Records for the task:
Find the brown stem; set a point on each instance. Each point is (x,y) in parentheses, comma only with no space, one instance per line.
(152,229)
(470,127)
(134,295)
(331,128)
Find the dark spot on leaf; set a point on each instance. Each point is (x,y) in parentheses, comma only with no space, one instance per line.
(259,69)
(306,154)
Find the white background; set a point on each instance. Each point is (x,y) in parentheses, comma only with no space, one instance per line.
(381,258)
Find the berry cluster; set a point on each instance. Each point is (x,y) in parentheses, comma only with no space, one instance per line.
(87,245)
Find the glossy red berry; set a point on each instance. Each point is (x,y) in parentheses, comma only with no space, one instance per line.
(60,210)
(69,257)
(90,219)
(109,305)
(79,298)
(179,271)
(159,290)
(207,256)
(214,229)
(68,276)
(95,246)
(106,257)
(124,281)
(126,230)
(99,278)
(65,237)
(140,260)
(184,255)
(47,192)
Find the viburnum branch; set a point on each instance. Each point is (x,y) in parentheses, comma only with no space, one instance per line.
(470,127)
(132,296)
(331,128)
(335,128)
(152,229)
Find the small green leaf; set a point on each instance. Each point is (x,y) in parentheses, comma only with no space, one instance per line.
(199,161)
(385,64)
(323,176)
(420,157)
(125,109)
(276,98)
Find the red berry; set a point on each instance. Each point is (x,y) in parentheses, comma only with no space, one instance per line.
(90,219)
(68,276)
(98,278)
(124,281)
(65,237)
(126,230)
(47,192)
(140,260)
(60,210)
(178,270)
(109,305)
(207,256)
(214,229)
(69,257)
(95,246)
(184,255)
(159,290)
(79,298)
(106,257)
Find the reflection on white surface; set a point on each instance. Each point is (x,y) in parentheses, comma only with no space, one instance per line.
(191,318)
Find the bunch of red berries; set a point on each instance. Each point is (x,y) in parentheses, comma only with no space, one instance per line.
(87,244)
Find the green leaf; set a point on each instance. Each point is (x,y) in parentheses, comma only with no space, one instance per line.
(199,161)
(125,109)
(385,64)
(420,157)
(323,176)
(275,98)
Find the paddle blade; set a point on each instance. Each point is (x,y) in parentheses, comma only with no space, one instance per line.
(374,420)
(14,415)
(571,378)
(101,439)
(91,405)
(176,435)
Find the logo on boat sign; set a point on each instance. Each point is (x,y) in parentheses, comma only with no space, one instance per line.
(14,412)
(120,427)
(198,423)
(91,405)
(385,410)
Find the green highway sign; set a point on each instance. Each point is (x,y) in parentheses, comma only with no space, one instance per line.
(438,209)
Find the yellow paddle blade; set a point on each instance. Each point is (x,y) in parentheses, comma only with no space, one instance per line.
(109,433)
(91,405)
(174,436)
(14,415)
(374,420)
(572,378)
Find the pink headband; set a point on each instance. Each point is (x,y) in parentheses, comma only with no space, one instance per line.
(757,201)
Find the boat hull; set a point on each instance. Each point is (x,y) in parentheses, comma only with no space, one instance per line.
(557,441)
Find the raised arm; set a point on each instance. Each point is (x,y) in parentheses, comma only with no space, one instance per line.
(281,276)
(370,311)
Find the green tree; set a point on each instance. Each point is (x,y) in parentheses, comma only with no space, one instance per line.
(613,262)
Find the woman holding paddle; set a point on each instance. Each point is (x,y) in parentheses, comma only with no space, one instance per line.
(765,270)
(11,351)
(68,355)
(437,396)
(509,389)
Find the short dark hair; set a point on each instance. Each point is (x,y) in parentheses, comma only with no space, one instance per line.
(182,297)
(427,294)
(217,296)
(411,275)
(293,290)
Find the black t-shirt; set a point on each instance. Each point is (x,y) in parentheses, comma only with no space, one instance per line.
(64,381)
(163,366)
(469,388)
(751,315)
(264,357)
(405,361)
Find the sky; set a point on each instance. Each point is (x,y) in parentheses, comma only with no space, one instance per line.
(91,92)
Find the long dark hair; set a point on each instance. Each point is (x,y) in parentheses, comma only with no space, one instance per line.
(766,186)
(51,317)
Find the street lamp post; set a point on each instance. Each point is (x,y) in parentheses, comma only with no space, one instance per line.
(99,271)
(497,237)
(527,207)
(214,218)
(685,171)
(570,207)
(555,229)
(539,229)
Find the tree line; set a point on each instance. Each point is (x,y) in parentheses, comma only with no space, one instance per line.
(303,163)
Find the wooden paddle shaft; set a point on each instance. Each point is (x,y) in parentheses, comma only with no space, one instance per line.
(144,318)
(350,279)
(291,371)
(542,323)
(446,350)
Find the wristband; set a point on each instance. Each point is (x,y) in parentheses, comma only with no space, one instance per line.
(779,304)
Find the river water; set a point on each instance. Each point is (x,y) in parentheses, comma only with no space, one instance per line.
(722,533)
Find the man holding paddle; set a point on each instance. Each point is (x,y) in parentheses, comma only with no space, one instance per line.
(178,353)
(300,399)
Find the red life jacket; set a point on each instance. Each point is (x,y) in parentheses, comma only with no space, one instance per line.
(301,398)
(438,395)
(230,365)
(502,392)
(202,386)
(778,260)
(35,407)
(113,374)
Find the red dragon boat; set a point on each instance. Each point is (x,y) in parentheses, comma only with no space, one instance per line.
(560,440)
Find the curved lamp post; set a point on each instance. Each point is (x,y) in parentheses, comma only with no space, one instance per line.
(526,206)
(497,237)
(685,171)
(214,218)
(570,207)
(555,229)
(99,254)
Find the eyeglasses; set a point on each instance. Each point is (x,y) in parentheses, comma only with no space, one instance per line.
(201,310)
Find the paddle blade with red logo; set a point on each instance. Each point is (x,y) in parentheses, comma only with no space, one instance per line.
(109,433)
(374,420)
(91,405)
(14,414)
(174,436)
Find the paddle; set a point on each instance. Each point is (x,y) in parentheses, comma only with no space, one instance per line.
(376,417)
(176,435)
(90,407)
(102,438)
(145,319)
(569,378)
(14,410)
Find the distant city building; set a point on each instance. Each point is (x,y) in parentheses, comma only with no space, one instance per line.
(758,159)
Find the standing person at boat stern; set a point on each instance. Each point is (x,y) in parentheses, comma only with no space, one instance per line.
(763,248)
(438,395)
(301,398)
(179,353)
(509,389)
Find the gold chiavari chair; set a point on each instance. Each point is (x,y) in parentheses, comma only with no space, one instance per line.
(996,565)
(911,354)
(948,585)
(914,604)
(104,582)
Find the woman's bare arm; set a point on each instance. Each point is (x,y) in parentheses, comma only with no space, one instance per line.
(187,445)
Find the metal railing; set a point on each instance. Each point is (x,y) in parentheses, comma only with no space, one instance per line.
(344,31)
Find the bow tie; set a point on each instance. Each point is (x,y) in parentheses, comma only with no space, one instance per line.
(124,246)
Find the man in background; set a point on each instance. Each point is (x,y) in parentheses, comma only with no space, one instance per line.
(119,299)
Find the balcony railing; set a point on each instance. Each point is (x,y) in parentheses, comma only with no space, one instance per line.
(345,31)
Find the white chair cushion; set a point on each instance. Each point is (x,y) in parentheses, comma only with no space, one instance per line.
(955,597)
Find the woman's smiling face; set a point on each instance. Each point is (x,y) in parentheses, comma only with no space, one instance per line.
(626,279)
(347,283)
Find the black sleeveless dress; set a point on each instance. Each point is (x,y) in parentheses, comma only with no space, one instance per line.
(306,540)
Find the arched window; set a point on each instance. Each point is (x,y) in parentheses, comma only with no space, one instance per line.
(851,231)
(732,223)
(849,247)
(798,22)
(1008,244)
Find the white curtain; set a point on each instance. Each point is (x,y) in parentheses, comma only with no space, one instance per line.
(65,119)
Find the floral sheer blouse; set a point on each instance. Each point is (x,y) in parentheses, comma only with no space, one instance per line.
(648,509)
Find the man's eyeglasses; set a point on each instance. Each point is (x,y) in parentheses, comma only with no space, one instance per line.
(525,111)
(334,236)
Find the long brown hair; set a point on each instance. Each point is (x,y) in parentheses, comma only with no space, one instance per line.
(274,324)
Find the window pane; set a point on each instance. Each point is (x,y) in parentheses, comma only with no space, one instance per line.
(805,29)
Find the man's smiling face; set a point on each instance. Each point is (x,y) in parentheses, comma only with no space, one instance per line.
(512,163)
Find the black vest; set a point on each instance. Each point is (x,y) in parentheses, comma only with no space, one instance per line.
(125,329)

Instructions for the task: Return exactly the lines of the data, and only those, from the line with "Find the arched" through the last line, inclusive.

Expected answer:
Find the arched window; set a point on each instance. Each point is (x,y) in parentheses, comma only with no space, one instance per line.
(851,231)
(732,223)
(849,247)
(798,22)
(1008,244)
Find the white curtain; set a point on each instance. Each point is (x,y) in parentheses, comma only with no space, one instance per line.
(65,119)
Find the floral sheer blouse; set a point on each instance. Each point is (x,y) in parentheses, comma only with no space, one instance per line.
(648,509)
Find the man's eyeglasses; set a point on each instance. Each point is (x,y) in parentheses, comma only with no space, one instance per line.
(525,111)
(334,236)
Find the long brown hair; set a point on each instance. Each point is (x,y) in parentheses, comma only with no space, one instance per line.
(274,324)
Find the window pane; set a point on each instance. Each point is (x,y) in parentheses, comma only with no space, one instance per line.
(805,29)
Find the man's smiling face; set a point on each instance. Each point is (x,y) in parentheses, comma only with no space, one instance per line.
(512,163)
Find the black vest; set a point on each instance. Each point is (x,y) in parentheses, comma only with no space, one instance per line.
(125,329)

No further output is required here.